* begin *

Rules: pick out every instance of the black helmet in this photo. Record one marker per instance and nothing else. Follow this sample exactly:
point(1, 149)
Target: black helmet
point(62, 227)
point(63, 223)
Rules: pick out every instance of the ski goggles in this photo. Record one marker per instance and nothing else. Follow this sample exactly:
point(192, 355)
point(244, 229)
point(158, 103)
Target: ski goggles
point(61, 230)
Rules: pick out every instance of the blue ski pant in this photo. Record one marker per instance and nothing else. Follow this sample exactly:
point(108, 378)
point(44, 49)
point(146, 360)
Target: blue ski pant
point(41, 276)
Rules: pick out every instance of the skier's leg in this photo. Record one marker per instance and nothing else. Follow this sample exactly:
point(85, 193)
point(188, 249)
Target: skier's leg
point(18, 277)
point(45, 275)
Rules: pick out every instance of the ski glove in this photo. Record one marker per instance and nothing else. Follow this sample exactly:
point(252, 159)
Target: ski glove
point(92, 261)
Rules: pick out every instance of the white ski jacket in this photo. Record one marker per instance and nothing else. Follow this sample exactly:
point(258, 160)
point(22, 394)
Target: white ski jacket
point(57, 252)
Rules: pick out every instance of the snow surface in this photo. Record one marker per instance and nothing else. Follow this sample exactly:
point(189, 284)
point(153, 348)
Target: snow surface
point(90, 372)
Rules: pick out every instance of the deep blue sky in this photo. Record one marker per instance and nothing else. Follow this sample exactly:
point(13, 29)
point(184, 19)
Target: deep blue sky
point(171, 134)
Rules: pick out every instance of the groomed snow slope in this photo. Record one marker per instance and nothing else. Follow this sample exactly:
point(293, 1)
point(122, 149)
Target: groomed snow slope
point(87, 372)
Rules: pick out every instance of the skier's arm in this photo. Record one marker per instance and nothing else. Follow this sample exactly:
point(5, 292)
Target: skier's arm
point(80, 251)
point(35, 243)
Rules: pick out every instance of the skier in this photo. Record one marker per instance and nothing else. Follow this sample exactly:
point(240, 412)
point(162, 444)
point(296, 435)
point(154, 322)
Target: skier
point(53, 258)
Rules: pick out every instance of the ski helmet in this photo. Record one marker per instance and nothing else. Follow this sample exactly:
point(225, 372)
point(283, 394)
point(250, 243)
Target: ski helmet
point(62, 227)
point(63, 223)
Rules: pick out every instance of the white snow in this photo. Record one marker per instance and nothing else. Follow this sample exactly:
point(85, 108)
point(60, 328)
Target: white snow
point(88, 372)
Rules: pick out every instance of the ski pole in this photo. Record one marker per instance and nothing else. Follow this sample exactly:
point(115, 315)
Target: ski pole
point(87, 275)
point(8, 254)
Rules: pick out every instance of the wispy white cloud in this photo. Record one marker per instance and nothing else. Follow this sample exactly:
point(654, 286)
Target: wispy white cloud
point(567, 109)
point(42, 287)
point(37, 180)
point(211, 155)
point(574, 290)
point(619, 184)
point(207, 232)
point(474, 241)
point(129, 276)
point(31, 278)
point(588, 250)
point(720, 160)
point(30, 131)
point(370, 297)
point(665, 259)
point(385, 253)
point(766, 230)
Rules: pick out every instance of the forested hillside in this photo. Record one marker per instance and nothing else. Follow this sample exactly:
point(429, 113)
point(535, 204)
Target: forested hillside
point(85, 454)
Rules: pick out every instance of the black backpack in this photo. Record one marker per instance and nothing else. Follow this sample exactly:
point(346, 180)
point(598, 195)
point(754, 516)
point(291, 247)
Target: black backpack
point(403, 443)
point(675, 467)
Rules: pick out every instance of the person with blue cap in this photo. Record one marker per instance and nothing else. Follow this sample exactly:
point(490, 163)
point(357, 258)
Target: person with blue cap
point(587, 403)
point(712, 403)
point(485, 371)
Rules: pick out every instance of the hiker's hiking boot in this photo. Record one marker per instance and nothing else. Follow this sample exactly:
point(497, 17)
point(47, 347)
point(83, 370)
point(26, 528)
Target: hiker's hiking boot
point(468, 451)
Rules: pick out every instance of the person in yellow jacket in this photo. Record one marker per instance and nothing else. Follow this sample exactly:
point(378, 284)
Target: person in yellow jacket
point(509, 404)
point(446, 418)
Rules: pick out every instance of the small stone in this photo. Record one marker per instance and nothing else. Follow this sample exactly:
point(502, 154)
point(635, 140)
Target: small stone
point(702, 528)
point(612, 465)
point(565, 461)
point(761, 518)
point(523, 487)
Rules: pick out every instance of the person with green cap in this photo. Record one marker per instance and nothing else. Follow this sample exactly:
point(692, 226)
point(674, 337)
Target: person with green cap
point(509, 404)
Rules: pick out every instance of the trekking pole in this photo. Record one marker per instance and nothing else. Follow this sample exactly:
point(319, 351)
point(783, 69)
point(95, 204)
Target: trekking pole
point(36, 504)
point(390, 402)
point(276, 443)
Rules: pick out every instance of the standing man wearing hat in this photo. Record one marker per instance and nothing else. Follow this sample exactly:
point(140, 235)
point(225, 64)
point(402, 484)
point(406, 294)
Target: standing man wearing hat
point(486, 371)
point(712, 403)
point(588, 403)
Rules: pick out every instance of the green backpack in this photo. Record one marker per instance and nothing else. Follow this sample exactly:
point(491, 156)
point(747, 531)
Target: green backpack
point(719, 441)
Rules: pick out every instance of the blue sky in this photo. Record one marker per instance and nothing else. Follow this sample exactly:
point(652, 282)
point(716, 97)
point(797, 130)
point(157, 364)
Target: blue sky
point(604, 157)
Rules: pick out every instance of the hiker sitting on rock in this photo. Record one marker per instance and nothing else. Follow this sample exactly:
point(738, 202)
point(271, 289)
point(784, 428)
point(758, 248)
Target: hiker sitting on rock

* end *

SET TASK: Copy every one of the records above line for line, without changing anything.

WRITTEN ANSWER:
Rules: pick out every instance of the black helmet in this photo. Record one marker per instance and nothing else. Follow this sample exactly:
point(1, 149)
Target: black helmet
point(62, 227)
point(63, 223)
Rules: pick out every instance of the ski goggles in this photo. Record one marker per instance and nothing else. Follow this sample exactly:
point(192, 355)
point(244, 229)
point(158, 103)
Target: ski goggles
point(61, 230)
Rules: pick out every instance of the blue ski pant in this photo. Record one marker per instance and nothing else. Follow this sample exactly:
point(108, 378)
point(44, 49)
point(146, 360)
Target: blue ski pant
point(41, 276)
Rules: pick out every instance of the skier's leg in this photo. Record one marker per instance and nothing else. Follow this sample exactly:
point(85, 193)
point(188, 249)
Target: skier's leg
point(18, 277)
point(45, 275)
Rules: pick out every instance of the ski glove in this photo. Record one marker per instance and nothing else. Follow this sample exactly:
point(252, 159)
Target: ski glove
point(92, 261)
Rules: pick out every instance of the white ski jacket in this photo. Record one marker per instance and nothing else. Follow this sample exactly:
point(258, 160)
point(22, 394)
Target: white ski jacket
point(57, 252)
Rules: pick out every instance of the snow surface in this photo. Record one marker per instance and nothing else. Follow this sample exactly:
point(189, 284)
point(153, 348)
Target: snow surface
point(90, 372)
Rules: pick out every instance of the deep blue sky in this photo. Record one marker per instance and nothing else. Follow this sample exactly:
point(13, 29)
point(184, 19)
Target: deep blue sky
point(171, 134)
Rules: pick out every instance of the groomed snow slope in this photo. Record one marker per instance and nothing else. Follow this sample exactly:
point(293, 1)
point(122, 149)
Target: groomed snow slope
point(87, 372)
Rules: pick out every instance of the skier's arm in this photo. Record one marker per instance and nothing else. Follow this sample exactly:
point(5, 292)
Target: skier's arm
point(80, 251)
point(35, 243)
Rules: pick out every instance of the skier in this photo. Record one marker per instance and nothing else. Follow this sample exactly:
point(240, 412)
point(162, 444)
point(296, 435)
point(154, 322)
Target: skier
point(53, 258)
Rules: pick out every instance of the ski helmet in this photo. Record one marker per instance and nothing else. Follow this sample exactly:
point(225, 372)
point(283, 394)
point(250, 243)
Target: ski helmet
point(62, 227)
point(63, 223)
Rules: pick out every instance of the white snow in this photo. Record one marker per instance and nothing else. Follow this sample exactly:
point(85, 108)
point(60, 328)
Target: white snow
point(88, 372)
Rules: pick out every instance of the ski pole in this photo. Record one marker per instance and nothing else. Follow this sample exactly:
point(115, 315)
Target: ski pole
point(87, 275)
point(8, 254)
Rules: pick out every instance of the wispy white cloud in this photo. Record one marker per instance and nothing else. Follow this sample exactly:
point(654, 286)
Target: wispy white cloud
point(567, 109)
point(42, 287)
point(37, 180)
point(211, 155)
point(574, 290)
point(619, 184)
point(207, 232)
point(474, 241)
point(129, 276)
point(31, 278)
point(588, 250)
point(720, 160)
point(30, 131)
point(370, 297)
point(665, 259)
point(385, 253)
point(766, 230)
Rules: pick out every instance of the forested hillside in this photo. Record one marker per instance and nothing else. Follow this sample exactly:
point(429, 113)
point(535, 204)
Target: forested hillside
point(85, 454)
Rules: pick out every instance of the black backpack in this photo. Record one marker per instance and nothing else. Follow this sample exactly:
point(346, 180)
point(598, 195)
point(754, 516)
point(291, 247)
Target: black backpack
point(403, 443)
point(675, 467)
Rules: pick out every instance of the person with blue cap in this photo. Record one marker per instance and nothing else. Follow this sample exactly:
point(490, 163)
point(357, 258)
Target: person with blue cap
point(587, 403)
point(712, 403)
point(485, 371)
Rules: pick out every instance of the hiker's hiking boot in this photo. Record one marker per instance and nothing else. Follow this sample exactly:
point(497, 17)
point(47, 347)
point(83, 370)
point(26, 528)
Target: hiker's hiking boot
point(468, 451)
Rules: pick out every instance of the person in yellow jacket in this photo. Record one marker per instance and nothing else. Follow this sample exactly:
point(378, 284)
Target: person in yellow jacket
point(509, 404)
point(446, 418)
Rules: pick out every instance of the small stone in this photo. Record one marker per instance and nothing else. Follow this sample exactly:
point(502, 154)
point(635, 140)
Target: small stone
point(702, 528)
point(612, 465)
point(565, 461)
point(761, 518)
point(523, 487)
Rules: pick out every instance of the person with green cap in this photo. Record one marker per instance and nothing else. Follow this sample exactly:
point(692, 226)
point(674, 337)
Target: person with green cap
point(509, 404)
Rules: pick out every instance of the trekking pole in this photo. Record one marker per instance and nothing else. Follow this sample exactly:
point(319, 351)
point(783, 69)
point(95, 204)
Target: trekking pole
point(36, 504)
point(390, 402)
point(276, 443)
Rules: pick out every instance of the standing man wearing hat in this photo. Record one marker per instance and nothing else. Follow this sample exactly:
point(140, 235)
point(225, 64)
point(402, 484)
point(406, 294)
Target: standing man wearing hat
point(486, 371)
point(712, 403)
point(588, 403)
Rules: pick out every instance of the green backpack in this photo. Record one marker per instance and nothing else. Follow this sample exactly:
point(491, 156)
point(747, 531)
Target: green backpack
point(719, 441)
Rules: pick out every instance of the blue sky in this photo. Record one marker per instance and nothing else. Follow this sample exactly:
point(652, 282)
point(716, 97)
point(797, 130)
point(157, 364)
Target: blue sky
point(604, 157)
Rules: pick out every instance of the hiker sitting on rock in this photo. Record one marker per instance and nothing else. Follow this sample exactly:
point(738, 202)
point(271, 289)
point(784, 428)
point(758, 248)
Target: hiker sitting on rock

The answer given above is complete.